Entries taken from a collection:
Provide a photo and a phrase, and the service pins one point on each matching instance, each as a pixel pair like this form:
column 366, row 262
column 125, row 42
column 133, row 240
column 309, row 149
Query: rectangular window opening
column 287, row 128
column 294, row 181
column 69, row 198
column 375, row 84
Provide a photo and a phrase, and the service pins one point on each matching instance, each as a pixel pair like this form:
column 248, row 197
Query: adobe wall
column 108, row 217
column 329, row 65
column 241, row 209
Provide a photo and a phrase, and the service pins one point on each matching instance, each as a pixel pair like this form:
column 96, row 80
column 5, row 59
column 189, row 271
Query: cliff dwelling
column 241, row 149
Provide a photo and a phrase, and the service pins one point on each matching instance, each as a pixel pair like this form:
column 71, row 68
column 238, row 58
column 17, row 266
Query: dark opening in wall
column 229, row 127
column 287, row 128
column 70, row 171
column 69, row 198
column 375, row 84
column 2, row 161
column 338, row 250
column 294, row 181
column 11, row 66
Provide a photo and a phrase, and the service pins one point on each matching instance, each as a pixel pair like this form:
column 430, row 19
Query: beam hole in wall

▶ DIRECTIONS FOR THIS TASK
Print all records shown above, word for word.

▶ SOLVED EXERCISE
Provide a photo and a phrase, and the service pins one point on each matching instance, each as a pixel pair like this form:
column 366, row 262
column 125, row 42
column 133, row 240
column 309, row 149
Query: rectangular window opening
column 287, row 128
column 294, row 181
column 69, row 198
column 375, row 84
Provide a photo and a phrase, and the service pins one point on each matching instance, each as a pixel pair like this form:
column 248, row 197
Query: adobe wall
column 108, row 217
column 329, row 65
column 241, row 209
Provide a photo and a phrase, and the service pins one point on each matching instance, each as a pixel pair like this form:
column 96, row 80
column 5, row 59
column 189, row 271
Query: cliff dwelling
column 241, row 149
Provide a photo and a phrase, and the service pins one point on each matching instance, each as a pixel pair like this form:
column 71, row 68
column 238, row 58
column 17, row 266
Query: dark opening in wall
column 229, row 127
column 287, row 128
column 70, row 171
column 69, row 198
column 375, row 84
column 2, row 161
column 338, row 250
column 294, row 181
column 11, row 66
Provide a photo and a phrase, and the service pins one point on each matching instance, each as a pixel pair like this form:
column 430, row 19
Query: beam hole in wall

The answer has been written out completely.